> _Document excerpt_
+ + + +

# Cimarron FB Door Flange Mod



## scott in kc (Feb 16, 2006)

I noted in some pix in a recent thread that Ranger72 also has a Cimarron Deluxe. We've exchanged pm's RE our common cooker. He thought my firebox door mod might be interesting to the group, and suggested I put pix in a thread. Normally I would consider the Cimarron to be a wood smoker, but did this mod to facilitate better control for doing a modified Minion method burn that gives me 3hr unattended burns so posted in the charcoal section (Jeff feel free to move this if need be)

Got the idea for my modified Minion method burn from the TeddybearBBQ site a while back, tried it in my cooker and it worked ok, but the poor fit of the firebox door didn't give the necessary oxygen control to get the maximum benefit of this method.


----------



## scott in kc (Feb 16, 2006)

I cleaned all the sawdust out of my tablesaw, installed a metal cutting abrasive blade and used some flat stock to make a flange to seal up the door. Works like a champ now, has been in place over a year and is holding up great.


To start my burn, I light up enough briq in a chimney to fill a 3# coffee can. While the coals get going, I put a 3# coffee can with both ends removed in the firebox right next to the smokebox. I then take another chimney of unlit briq and arrange it between the can and the firebox door along with 6 or 8  2"x 2" x 2" chunks of wood. 
When the coals are hot, I dump them into the can (to keep the lit material contained in one area) then remove the can. I add a chunk or 3 on top of the lit coals to get the pit up to temp a little faster. Once it hits about 175, I begin dialing the damper down to keep the fire under control. It eases on up to 225 and will stay there for almost 3 hours on the first load.

+ + + +

> _Data records_
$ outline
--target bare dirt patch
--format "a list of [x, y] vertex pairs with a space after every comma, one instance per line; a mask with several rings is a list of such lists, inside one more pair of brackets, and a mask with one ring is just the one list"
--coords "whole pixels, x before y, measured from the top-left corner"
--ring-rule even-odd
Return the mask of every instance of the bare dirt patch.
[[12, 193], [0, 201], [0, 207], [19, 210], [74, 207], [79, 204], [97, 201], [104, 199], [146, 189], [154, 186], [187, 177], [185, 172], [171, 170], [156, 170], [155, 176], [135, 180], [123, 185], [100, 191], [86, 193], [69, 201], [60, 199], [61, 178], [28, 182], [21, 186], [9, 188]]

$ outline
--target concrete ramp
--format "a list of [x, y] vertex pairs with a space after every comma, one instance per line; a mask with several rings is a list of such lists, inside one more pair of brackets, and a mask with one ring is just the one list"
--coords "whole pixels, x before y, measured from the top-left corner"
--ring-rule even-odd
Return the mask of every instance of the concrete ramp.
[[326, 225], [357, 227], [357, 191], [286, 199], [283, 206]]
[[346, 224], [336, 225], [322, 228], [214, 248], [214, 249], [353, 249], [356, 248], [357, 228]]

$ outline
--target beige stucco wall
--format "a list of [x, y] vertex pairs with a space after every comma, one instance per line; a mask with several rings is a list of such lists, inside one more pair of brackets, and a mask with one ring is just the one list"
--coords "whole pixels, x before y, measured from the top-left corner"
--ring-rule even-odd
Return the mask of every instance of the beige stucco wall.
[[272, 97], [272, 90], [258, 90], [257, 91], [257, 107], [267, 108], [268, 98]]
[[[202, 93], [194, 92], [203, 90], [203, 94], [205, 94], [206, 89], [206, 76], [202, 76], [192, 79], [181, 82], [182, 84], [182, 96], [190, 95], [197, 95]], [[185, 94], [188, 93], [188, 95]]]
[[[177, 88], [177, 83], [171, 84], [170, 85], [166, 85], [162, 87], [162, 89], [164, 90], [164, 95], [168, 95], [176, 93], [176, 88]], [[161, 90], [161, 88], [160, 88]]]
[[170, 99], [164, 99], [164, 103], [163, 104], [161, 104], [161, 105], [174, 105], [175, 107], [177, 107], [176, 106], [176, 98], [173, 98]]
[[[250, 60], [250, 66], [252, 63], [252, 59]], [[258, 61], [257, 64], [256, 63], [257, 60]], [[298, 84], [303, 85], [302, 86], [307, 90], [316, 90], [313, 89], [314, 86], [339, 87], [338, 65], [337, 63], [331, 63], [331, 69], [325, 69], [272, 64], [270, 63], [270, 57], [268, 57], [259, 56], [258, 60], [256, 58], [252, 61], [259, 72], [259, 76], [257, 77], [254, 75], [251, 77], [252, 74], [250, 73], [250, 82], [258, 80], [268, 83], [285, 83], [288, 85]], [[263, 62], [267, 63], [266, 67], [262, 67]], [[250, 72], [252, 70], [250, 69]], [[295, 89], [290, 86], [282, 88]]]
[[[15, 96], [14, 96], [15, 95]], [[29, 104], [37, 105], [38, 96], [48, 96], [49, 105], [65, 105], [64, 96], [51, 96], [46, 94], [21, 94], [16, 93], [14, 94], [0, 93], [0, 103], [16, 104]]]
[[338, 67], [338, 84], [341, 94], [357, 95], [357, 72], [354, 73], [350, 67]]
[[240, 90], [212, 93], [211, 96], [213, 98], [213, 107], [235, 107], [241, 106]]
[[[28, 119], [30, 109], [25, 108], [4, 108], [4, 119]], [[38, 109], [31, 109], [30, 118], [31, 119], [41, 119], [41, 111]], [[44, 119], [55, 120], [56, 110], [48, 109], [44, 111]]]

+ + + +

> _Set problem 1_
Rewrite the paragraph in the door flange thread that begins "I cleaned all the sawdust" as a short list, keeping its main facts.
> _Set problem 2_
Carry the door flange thread forward from its last sentence.

> _Task output 1_
- Cleaned the sawdust out of the tablesaw and installed a metal-cutting abrasive blade.
- Used flat stock to make a flange that seals the firebox door.
- It works very well and has held up for more than a year.

> _Task output 2_
When the initial load of fuel begins to dwindle, I push all the coals back up near the smokebox, add another chimney measure of briq, along with another 6 or 8 chunks and begin the process again. These subsequent additions run a full 3 hrs dead on 225 maybe 30 mins longer in warm weather.


----------



## Dutch (Feb 20, 2006)

Nice Mod you did there Scott and good pics too. Thanks for sharing!.


----------



## john c (Sep 30, 2007)

That looks great, why don t you make up a few sets and sell to your fellow Cimarron owners.
I just got one last week and haven t shut it off yet.
I did find that the Brinkmann people were asleep at the wheel. Mine had the Gas  regulator on backwards, some of the connections were loose and the gas controls were mounted upside down. The side burner was so out of shape I had to bend it with a large bar so that a pot could sit on it. I do find that the fire box has air gaps.
Does it make that big a differeance when sealed tightly?
Friend from the North  John C.


----------



## john c (Oct 8, 2007)

That looks really good. Do you find a real differance ? I just got my Cimarron 2 weeks ago and your're right about the sloppy fit.


----------



## deejaydebi (Oct 8, 2007)

I might try that on my sunglow it leaks too and the damp is real tiny.

Thanks Scott!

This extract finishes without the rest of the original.